INPUT RECORDS =
- - -

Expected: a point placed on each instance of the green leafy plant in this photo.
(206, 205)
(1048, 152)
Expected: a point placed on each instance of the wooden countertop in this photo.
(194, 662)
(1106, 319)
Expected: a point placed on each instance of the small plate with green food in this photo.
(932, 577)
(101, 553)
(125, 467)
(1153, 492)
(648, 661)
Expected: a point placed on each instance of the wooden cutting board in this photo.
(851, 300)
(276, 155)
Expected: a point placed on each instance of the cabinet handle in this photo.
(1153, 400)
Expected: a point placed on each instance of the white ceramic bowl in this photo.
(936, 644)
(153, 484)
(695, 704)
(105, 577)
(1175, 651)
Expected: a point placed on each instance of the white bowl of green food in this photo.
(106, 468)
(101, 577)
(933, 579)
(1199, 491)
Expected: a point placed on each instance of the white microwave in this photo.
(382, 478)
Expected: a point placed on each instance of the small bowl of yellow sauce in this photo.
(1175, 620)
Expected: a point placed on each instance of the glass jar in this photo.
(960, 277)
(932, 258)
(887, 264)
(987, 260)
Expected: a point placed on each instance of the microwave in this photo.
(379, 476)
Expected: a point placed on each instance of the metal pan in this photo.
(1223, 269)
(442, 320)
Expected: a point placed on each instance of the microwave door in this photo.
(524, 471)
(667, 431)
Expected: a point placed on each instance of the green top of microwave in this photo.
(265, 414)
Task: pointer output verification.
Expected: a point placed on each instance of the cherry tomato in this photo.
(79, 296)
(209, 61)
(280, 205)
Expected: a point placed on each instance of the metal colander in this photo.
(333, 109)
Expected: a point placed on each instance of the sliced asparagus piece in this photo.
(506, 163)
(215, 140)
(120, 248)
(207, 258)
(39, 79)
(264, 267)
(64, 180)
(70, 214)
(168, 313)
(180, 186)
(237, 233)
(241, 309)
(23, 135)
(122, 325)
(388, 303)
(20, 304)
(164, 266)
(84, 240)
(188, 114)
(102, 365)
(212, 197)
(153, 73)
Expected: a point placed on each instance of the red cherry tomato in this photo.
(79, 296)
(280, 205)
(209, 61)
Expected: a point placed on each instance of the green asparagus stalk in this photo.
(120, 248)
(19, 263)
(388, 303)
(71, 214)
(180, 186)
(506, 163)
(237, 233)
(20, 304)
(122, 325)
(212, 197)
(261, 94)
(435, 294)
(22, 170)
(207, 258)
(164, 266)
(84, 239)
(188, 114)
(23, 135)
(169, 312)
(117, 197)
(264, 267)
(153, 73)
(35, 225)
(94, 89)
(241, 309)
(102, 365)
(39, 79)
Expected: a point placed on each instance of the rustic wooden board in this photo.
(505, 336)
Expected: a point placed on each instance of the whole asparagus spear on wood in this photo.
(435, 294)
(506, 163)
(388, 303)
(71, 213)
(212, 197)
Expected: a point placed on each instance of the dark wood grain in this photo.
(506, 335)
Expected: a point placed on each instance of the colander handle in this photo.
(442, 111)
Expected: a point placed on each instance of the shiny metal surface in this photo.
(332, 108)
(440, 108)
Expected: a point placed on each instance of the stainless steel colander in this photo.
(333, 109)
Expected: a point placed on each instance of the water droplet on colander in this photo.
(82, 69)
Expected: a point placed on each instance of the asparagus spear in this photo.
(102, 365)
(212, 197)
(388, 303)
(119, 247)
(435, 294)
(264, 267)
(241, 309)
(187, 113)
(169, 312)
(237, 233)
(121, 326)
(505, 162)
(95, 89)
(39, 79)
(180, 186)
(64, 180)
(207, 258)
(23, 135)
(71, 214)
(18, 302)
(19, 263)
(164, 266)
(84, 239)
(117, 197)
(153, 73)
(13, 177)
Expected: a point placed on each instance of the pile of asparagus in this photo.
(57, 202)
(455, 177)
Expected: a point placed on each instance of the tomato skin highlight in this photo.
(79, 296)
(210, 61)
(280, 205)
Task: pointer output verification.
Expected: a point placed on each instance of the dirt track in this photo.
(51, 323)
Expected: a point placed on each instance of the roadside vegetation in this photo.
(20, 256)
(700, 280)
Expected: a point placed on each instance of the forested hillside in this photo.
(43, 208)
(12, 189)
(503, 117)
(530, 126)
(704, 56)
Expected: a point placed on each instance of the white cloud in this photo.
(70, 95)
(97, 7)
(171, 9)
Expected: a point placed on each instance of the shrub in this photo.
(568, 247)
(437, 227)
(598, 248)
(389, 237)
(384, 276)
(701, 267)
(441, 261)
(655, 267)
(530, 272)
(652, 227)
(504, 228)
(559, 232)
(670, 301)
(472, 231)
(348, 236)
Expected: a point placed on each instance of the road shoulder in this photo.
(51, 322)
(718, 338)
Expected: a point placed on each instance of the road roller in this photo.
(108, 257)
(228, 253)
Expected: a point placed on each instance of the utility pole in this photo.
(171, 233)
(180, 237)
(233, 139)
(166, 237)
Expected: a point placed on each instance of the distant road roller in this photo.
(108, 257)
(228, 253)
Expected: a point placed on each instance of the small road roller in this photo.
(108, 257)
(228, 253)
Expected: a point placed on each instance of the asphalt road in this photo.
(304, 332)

- - -

ACTIVITY =
Print all of the lines above so that each one matches its original exactly.

WORKED SOLUTION =
Expected: a point placed on each instance of the green leafy plant in this photo.
(206, 205)
(1048, 152)
Expected: a point placed on each instance of the wooden countertop in this photo.
(194, 662)
(1106, 319)
Expected: a point placed on each instance of the small plate with green food in this photo.
(932, 577)
(101, 553)
(125, 467)
(1153, 492)
(648, 661)
Expected: a point placed on each instance of the wooden cutting board in this photo.
(851, 300)
(276, 155)
Expected: a point placed on each instance of the cabinet handle in this photo.
(1153, 400)
Expected: a point placed on each instance of the white ceramic bowl in this photo.
(936, 644)
(153, 484)
(695, 704)
(105, 577)
(1175, 651)
Expected: a point placed on each instance of the white bowl of green food in this photo.
(106, 468)
(101, 577)
(933, 579)
(1199, 491)
Expected: a point placed on each instance of the white microwave in this photo.
(382, 478)
Expected: a point placed on each instance of the small bowl of yellow sauce in this photo.
(1175, 620)
Expected: a point placed on each instance of the glass jar in this photo.
(960, 277)
(932, 258)
(887, 264)
(987, 260)
Expected: a point placed on each instance of the microwave in this photo.
(379, 476)
Expected: a point placed on each instance of the metal pan in this photo.
(1223, 269)
(442, 320)
Expected: a point placed on each instance of the microwave door in this photo.
(524, 471)
(667, 431)
Expected: a point placed on each instance of the green top of microwave in this photo.
(265, 414)
Task: pointer output verification.
Expected: a point placed on each instance of the cherry tomato in this photo.
(79, 296)
(209, 61)
(280, 205)
Expected: a point placed on each instance of the metal colander in this photo.
(333, 109)
Expected: a point placed on each instance of the sliced asparagus piece in this photo.
(506, 163)
(215, 140)
(120, 248)
(207, 258)
(39, 79)
(264, 267)
(64, 180)
(70, 214)
(168, 313)
(180, 186)
(237, 233)
(241, 309)
(23, 135)
(122, 325)
(388, 303)
(20, 304)
(164, 266)
(84, 240)
(188, 114)
(102, 365)
(212, 197)
(153, 73)
Expected: a point placed on each instance of the red cherry tomato in this photo.
(79, 296)
(280, 205)
(209, 61)
Expected: a point placed on each instance of the green asparagus stalk in this photo.
(120, 248)
(19, 263)
(388, 303)
(71, 214)
(180, 186)
(506, 163)
(237, 233)
(20, 304)
(122, 325)
(212, 197)
(261, 94)
(435, 294)
(22, 170)
(207, 258)
(164, 266)
(84, 239)
(188, 114)
(23, 135)
(169, 312)
(117, 197)
(264, 267)
(153, 73)
(35, 225)
(94, 89)
(241, 309)
(102, 365)
(39, 79)
Expected: a point placed on each instance of the rustic wooden board in this photo.
(505, 336)
Expected: a point placed on each instance of the whole asparagus spear on wood in this photo.
(435, 294)
(506, 163)
(388, 303)
(71, 213)
(212, 197)
Expected: a point placed on each instance of the dark wood grain in this photo.
(506, 335)
Expected: a point placed on each instance of the colander handle in this photo.
(442, 111)
Expected: a point placed on each instance of the shiny metal surface in this photo.
(332, 108)
(440, 108)
Expected: a point placed on each instance of the stainless steel colander in this photo.
(333, 109)
Expected: a point placed on each instance of the water droplet on colander in this photo.
(82, 69)
Expected: a point placed on each instance of the asparagus spear in this photo.
(102, 365)
(212, 197)
(388, 303)
(119, 247)
(435, 294)
(264, 267)
(241, 309)
(187, 113)
(169, 312)
(237, 233)
(121, 326)
(505, 162)
(95, 89)
(39, 79)
(180, 186)
(64, 180)
(207, 258)
(23, 135)
(71, 214)
(18, 302)
(19, 263)
(164, 266)
(84, 239)
(117, 197)
(153, 73)
(13, 177)
Expected: a point placed on each instance of the pile of asparagus in this photo.
(57, 202)
(455, 177)
Expected: a point placed on each instance of the tomato skin highlight in this photo.
(79, 296)
(210, 61)
(280, 205)
Task: pointer output verification.
Expected: a point placed on each instance of the dirt track in this photo.
(51, 323)
Expected: a point placed on each instance of the roadside vegetation in this photo.
(20, 256)
(700, 280)
Expected: a point placed on each instance of the forested hillside in this photo.
(43, 208)
(12, 189)
(503, 117)
(530, 126)
(704, 56)
Expected: a point placed on each instance of the white cloud in this photo.
(70, 95)
(97, 7)
(171, 9)
Expected: a point placed on each instance of the shrub in this photo.
(568, 247)
(437, 227)
(598, 248)
(389, 237)
(384, 276)
(701, 267)
(441, 261)
(655, 267)
(530, 272)
(652, 227)
(504, 228)
(559, 232)
(670, 301)
(472, 231)
(348, 236)
Expected: a point placed on each instance of the road shoulder in this photo.
(51, 322)
(718, 338)
Expected: a point placed on each instance of the road roller in this photo.
(108, 257)
(228, 253)
Expected: a point placed on each instance of the utility pole in this photo.
(171, 233)
(180, 237)
(233, 139)
(166, 237)
Expected: a point placed on each instance of the distant road roller in this photo.
(108, 257)
(228, 253)
Expected: a point placed on each instance of the small road roller in this photo.
(108, 257)
(228, 253)
Expected: a point placed on each instance of the asphalt road in this photo.
(304, 332)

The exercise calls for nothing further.